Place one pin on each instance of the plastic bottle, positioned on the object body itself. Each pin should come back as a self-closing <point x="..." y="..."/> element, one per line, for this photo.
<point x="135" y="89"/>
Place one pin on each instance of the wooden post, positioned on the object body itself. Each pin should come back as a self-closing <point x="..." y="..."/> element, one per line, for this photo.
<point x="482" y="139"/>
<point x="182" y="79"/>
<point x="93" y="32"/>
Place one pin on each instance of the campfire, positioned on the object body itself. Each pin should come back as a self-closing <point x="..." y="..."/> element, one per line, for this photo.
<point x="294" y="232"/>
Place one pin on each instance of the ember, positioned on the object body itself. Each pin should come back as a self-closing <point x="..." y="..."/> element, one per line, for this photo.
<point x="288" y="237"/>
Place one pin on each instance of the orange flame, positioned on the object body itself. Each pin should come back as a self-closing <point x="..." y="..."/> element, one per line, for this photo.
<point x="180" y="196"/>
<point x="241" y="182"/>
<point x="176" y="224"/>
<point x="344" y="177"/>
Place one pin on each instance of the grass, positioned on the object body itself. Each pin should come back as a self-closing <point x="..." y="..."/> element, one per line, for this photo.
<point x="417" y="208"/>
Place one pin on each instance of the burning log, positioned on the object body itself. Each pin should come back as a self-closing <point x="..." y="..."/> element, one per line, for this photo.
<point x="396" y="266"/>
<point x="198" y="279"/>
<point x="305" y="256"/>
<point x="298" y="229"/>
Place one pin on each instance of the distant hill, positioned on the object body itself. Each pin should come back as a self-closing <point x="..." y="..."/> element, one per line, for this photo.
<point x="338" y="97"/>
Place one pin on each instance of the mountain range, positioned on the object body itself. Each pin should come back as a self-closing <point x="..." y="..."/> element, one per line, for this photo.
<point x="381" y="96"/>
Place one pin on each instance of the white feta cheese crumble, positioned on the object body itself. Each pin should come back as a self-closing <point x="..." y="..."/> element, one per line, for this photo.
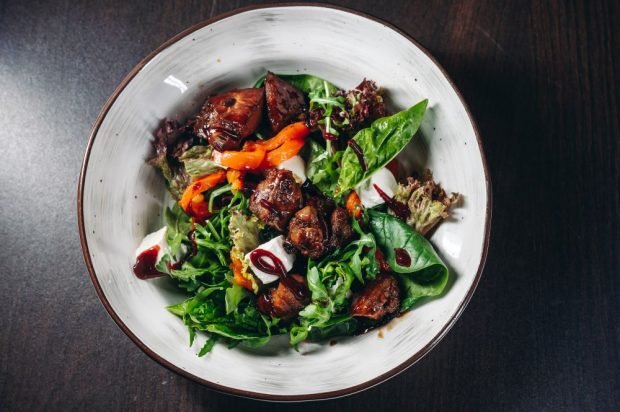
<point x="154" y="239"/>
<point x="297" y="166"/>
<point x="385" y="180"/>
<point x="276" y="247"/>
^^^^
ABOUT THIS TASK: The entire listing above, word for word and without pictures, is what should be output.

ANSWER FOR THE TASK:
Place one pin on each instance of the plastic bottle, positioned on the object body itself. Each pin should come back as a self-closing <point x="..." y="..."/> element, one per line, for this photo.
<point x="135" y="89"/>
Place one pin on each instance of the wooden post, positioned on the object body itself. Each pin should come back as a self-closing <point x="..." y="..."/> element, one per line, for this photo.
<point x="482" y="139"/>
<point x="182" y="79"/>
<point x="93" y="32"/>
Place one pin on each instance of the campfire, positioned on the object body itself. Each pin should come back as a self-closing <point x="..." y="..."/> element, one per line, for this photo.
<point x="294" y="232"/>
Place one pin on each instance of the ember, positioned on the object body itself. Each pin should come back as a self-closing <point x="..." y="..."/> element, one per line, for this photo.
<point x="288" y="237"/>
Place one pin on each instance of the orange flame, positioned on the object body itself. Each pin should come back as a self-closing <point x="..." y="..."/> element, one per line, for this photo.
<point x="180" y="196"/>
<point x="241" y="182"/>
<point x="176" y="224"/>
<point x="344" y="177"/>
Place one pin on each instance of the grass, positioned on the object body itself. Each pin should come back as a self-closing <point x="..." y="..."/> element, one per line, for this photo.
<point x="417" y="208"/>
Place one pin on each instance of the burning log, positioned on the object body itself. Each pin should come back as a self-closing <point x="..." y="..."/> element, one per line, for this photo.
<point x="396" y="266"/>
<point x="198" y="279"/>
<point x="305" y="256"/>
<point x="298" y="229"/>
Place one pin on each instance of the distant hill, positioned on the object body itself. Each pin should come back as a self-closing <point x="..." y="..."/> element, one per line, for this photo.
<point x="338" y="97"/>
Place one pin on each instance of the mountain range, positioned on the object body itself. Each pin should come back as a self-closing <point x="..." y="..."/> element, one per line, for this photo.
<point x="381" y="96"/>
Place one pin on each instance of the white feta cheese crumble, positioned on the object body itself. Each pin should come back as a self-closing <point x="..." y="..."/> element, one per line, for this photo.
<point x="154" y="239"/>
<point x="297" y="166"/>
<point x="385" y="180"/>
<point x="276" y="247"/>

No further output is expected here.